*** EXCERPT PROVIDED ***

I am 6 ft and only weigh about 160 pounds. I am 21 and wondering when I will fill out naturally if ever. Although, since I started training a couple of weks ago I am feeling my T-shirt getting smaller! :beer1:


----------



## Nytol (Jul 16, 2005)

I'm 6'1" and about 17st4lb (Approx 10% BF), I think shoter people just look bigger as a stone on their frame makes a lot more impact than it does on mine.

But I do agree with what PS carb says, one of my biggest downfalls is not eating enough, I have a poor appitite, and dont force enough food down often enough.


----------



## ah24 (Jun 25, 2006)

*5ft 6 and about 11st 3lbs* Im still 16 n training around 6month mark so pleased Around 14%bf


----------



## LeanShredded (Feb 9, 2007)

Im 5ft 10ins, 88kg (193.6lb) and roughly 10-12% bf, and happy to put the kg on slowly and with quality!


----------



## Bulldozer (Nov 24, 2006)

Im 5 foot 9 inches and 240 lbs at around 18 % b/f

Most people seem top put me down as about 14 stone tho, just mean people i work with etc, when im actually over 17 stone , strange.

*** ENTRIES PROVIDED ***

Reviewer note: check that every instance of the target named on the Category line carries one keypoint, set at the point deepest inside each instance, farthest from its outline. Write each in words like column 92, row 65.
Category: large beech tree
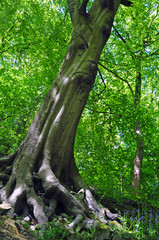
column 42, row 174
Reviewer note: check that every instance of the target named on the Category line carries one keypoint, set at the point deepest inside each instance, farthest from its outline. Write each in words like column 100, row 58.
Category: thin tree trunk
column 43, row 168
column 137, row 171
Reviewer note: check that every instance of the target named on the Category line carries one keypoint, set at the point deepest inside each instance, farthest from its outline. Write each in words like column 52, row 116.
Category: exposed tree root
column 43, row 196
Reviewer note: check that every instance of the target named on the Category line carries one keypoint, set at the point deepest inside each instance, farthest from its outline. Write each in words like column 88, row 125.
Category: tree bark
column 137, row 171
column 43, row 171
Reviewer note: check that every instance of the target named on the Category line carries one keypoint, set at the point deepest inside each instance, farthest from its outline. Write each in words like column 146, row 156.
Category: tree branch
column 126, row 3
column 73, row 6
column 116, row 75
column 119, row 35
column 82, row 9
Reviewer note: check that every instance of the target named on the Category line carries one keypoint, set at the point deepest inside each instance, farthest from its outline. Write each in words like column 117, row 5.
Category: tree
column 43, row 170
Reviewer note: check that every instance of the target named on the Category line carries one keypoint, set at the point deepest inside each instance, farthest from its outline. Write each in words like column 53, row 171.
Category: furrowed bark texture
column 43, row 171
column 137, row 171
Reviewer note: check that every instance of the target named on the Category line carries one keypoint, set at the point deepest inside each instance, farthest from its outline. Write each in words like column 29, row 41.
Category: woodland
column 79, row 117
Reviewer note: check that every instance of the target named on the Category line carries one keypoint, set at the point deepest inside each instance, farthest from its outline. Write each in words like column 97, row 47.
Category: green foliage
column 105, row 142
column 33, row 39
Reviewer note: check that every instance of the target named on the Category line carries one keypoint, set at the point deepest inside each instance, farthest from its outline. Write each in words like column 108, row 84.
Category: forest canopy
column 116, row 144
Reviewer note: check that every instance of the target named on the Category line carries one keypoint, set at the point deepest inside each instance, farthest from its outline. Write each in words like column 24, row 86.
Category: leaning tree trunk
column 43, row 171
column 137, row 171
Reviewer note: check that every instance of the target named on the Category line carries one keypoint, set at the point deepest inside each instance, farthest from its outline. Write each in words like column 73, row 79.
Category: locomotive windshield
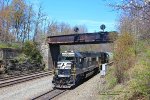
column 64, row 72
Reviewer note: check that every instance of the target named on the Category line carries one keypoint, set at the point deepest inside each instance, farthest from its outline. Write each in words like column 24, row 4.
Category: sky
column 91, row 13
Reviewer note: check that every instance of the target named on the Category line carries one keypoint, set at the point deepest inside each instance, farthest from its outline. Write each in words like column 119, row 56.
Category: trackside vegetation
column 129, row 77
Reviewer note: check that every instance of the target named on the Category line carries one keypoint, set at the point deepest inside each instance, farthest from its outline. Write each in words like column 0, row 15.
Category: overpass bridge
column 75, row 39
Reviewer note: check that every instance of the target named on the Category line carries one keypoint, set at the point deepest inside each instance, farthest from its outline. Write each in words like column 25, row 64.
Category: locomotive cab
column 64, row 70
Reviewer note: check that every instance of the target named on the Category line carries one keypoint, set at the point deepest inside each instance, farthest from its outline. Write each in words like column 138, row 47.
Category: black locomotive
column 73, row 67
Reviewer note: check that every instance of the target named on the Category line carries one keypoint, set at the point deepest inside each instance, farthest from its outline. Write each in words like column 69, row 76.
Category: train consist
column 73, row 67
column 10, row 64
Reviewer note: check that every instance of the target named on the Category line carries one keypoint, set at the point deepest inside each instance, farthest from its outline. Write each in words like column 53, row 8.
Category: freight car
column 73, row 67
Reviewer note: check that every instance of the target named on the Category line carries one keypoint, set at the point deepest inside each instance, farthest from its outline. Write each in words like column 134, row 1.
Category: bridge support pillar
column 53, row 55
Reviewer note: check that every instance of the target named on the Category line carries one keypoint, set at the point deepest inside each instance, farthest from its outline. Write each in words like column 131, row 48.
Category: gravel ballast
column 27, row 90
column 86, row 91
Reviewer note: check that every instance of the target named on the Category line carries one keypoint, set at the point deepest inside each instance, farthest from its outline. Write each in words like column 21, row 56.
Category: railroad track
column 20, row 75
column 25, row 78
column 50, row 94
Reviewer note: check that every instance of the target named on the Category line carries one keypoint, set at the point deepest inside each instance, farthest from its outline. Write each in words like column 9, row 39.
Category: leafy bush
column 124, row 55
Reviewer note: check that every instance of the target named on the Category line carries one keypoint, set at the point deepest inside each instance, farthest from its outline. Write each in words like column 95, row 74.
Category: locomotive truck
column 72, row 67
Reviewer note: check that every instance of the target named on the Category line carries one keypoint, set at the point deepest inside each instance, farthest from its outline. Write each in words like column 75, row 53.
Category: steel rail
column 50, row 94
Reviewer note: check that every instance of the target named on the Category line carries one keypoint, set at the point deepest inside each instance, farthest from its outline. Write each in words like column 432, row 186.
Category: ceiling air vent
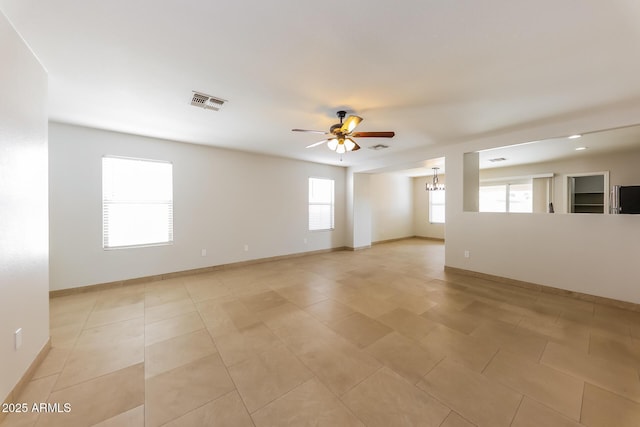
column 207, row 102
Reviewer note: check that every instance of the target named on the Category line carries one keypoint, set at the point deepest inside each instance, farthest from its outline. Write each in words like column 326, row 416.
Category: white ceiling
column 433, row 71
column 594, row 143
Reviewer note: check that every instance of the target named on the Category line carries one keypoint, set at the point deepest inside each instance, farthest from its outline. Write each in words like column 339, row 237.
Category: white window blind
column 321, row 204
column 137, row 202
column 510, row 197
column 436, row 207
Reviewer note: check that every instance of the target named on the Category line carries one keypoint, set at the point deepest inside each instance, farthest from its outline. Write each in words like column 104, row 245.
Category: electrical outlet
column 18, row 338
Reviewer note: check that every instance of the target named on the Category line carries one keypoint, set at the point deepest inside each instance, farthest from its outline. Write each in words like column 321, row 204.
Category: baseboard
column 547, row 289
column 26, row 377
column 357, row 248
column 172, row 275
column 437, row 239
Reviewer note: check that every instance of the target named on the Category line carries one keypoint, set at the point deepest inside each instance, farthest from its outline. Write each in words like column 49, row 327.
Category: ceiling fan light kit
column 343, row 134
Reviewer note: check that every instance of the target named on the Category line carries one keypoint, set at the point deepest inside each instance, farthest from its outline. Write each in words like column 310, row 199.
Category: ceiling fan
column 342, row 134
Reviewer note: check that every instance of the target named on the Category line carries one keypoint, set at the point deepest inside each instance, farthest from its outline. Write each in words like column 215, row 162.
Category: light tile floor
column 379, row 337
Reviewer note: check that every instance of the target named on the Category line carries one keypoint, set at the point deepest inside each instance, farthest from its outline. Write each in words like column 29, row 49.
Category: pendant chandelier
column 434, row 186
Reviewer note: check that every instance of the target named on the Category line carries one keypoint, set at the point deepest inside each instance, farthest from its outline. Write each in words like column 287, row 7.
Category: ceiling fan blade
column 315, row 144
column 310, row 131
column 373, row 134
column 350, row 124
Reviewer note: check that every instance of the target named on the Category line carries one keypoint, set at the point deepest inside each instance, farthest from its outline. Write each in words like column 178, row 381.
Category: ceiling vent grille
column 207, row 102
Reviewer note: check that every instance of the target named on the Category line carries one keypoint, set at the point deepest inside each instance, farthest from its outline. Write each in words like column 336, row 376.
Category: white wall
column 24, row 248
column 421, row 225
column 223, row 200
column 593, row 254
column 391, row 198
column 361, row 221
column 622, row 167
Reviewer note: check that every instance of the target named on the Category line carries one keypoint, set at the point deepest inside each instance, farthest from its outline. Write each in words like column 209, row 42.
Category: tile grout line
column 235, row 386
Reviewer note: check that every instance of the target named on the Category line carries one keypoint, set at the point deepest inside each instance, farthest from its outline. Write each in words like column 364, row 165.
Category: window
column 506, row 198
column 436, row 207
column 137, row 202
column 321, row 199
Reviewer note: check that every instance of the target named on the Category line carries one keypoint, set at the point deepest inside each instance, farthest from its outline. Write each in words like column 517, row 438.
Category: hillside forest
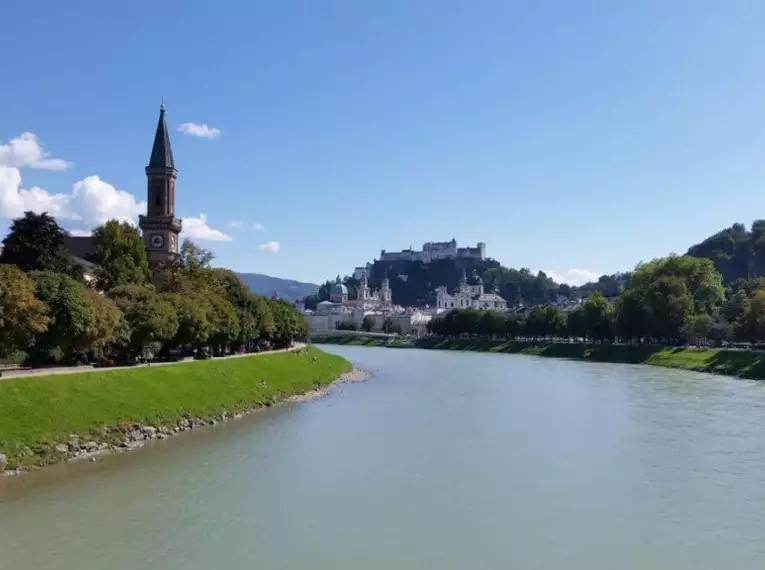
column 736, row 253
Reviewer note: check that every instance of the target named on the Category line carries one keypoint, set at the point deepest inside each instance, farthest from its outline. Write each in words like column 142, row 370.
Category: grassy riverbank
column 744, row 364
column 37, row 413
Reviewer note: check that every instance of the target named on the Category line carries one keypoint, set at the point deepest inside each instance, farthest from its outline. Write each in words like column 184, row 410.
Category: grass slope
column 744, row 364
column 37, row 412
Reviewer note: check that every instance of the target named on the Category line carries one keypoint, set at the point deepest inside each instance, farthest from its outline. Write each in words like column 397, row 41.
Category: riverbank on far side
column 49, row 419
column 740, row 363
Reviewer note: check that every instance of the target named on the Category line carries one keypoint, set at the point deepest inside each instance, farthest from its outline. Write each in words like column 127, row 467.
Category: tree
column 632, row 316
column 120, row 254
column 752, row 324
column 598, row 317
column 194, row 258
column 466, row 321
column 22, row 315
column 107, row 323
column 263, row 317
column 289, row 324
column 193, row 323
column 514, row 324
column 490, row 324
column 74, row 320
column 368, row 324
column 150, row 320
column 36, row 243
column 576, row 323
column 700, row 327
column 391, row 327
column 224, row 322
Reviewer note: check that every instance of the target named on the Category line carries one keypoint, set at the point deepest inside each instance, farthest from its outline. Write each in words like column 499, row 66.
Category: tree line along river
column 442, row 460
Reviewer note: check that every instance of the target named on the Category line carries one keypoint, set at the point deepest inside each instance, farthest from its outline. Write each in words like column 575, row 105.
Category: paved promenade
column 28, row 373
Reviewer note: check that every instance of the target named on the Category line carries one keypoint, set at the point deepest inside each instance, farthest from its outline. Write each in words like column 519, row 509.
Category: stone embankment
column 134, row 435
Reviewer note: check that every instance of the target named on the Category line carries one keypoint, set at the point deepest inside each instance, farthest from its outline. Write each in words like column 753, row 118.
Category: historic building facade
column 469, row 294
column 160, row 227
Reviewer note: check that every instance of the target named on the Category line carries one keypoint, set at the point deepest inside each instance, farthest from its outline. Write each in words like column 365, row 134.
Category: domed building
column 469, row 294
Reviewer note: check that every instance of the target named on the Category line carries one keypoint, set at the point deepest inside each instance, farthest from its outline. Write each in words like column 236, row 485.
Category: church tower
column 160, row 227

***

◆ SHORT TASK 1 ◆
In the forum thread on height and weight, what does Nytol name as one of his biggest downfalls?
◆ SHORT TASK 2 ◆
List every username that appears in a post header of the forum thread on height and weight.
◆ SHORT TASK 3 ◆
Carry on the forum thread on height and weight from the point where it stops.

◆ TASK RESULT 1 ◆
Not eating enough.

◆ TASK RESULT 2 ◆
Nytol, ah24, LeanShredded, Bulldozer

◆ TASK RESULT 3 ◆
----------



## big pete (Mar 23, 2004)

pscarb has hit the nail on the head.

im 5'11 and 19st - 19st 1/2. im not that big, but im pretty dense


----------



## andyparry123 (Jul 22, 2005)

5'9" 13st 2lbs, some people say I am well built but I wont be happt until i hit 15st 10% bf


----------



## Scottswald (Mar 16, 2007)

I'm only 17, 6ft tall, I started bodybuilding about a year ago.

Anyway, I weighed myself 7 months ago and i was 13 stone, I weighed myself just yesterday and I am 13 stone 11 pounds with very little body fat, is this considered a decent weight gain or not???


----------



## shortstack (Dec 30, 2006)

im 5,6 93kg prob about 18%bf at the mo working on that now though


----------



## Spangle1187 (Jul 27, 2006)

5'7 and weighing 77k, not sure about bodyfat% but bulking so will worry later. I am little top heavy due to lack of decent routine when I started but the stuborn wheels are catching up now lol


----------



## Borris (Oct 8, 2006)

> those who say they cannot gain weight are not eating enough calories simple as that


exactly, and if u cant eat or drink the caloories, then your not gonna get to your goal, simple as that. i woulld rather skip a session in the gym then skip a meal


----------



## Magic Torch (May 30, 2005)

Scottswald said:


> I'm only 17, 6ft tall, I started bodybuilding about a year ago.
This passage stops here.